** Text shown **
Essentially, Freenet's CHK (i.e., hash-based key) and SSK (i.e.,
signature-based key).
How were you going to find who in the network has a copy of the document
identified by a particular hash? Flooding broadcast, or something like
Freenet, or did you actually develop distributed hashtables back then,
too? :-)
It's great fun to me to find out about this, since we discovered these
concepts independently one more time in 2001 -- and I actually compared
them to Xu's work and edition back then, but didn't know that they were
based on cryptographic hashes and signatures -- and we actually
published a paper at Hypertext'02 called "Freenet-like GUIDs for
implementing xanalogical hypertext" [1]. Guess that the fundamental idea
wasn't exactly new, then. :-) (Although it's still my understanding that
our approach is significantly simpler to implement than an enfilade- or
ent-based system, without loss of user-level functionality, and I
believe that the efficiency loss doesn't make the system unworkable.)
[1] http://portal.acm.org/citation.cfm?id=513386&dl=ACM&coll=portal
IIUC, Xu also had the notion of a work pointing to another work as its
current edition, for example "Current issue of journal X" -> "January
issue of journal X" -> "Edition n of January issue" (allowing for edits
of the January issue).

** Required tasks **
- 1) Rewrite the Freenet discussion from "It's great fun" to "the system unworkable.)", putting "article" in place of "paper".
- 2) In the Freenet discussion, at which conference was "Freenet-like GUIDs for implementing xanalogical hypertext" published?
The records that come next are separate material and not part of the Freenet discussion.

** Source data **

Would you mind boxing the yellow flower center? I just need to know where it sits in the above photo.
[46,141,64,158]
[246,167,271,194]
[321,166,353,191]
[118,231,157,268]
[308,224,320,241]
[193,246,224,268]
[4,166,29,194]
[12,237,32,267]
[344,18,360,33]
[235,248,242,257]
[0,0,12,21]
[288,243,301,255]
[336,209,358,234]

** The replies **
- 1)
It's great fun to me to find out about this, since we discovered these
concepts independently one more time in 2001 -- and I actually compared
them to Xu's work and edition back then, but didn't know that they were
based on cryptographic hashes and signatures -- and we actually
published a article at Hypertext'02 called "Freenet-like GUIDs for
implementing xanalogical hypertext" [1]. Guess that the fundamental idea
wasn't exactly new, then. :-) (Although it's still my understanding that
our approach is significantly simpler to implement than an enfilade- or
ent-based system, without loss of user-level functionality, and I
believe that the efficiency loss doesn't make the system unworkable.)

- 2) Hypertext'02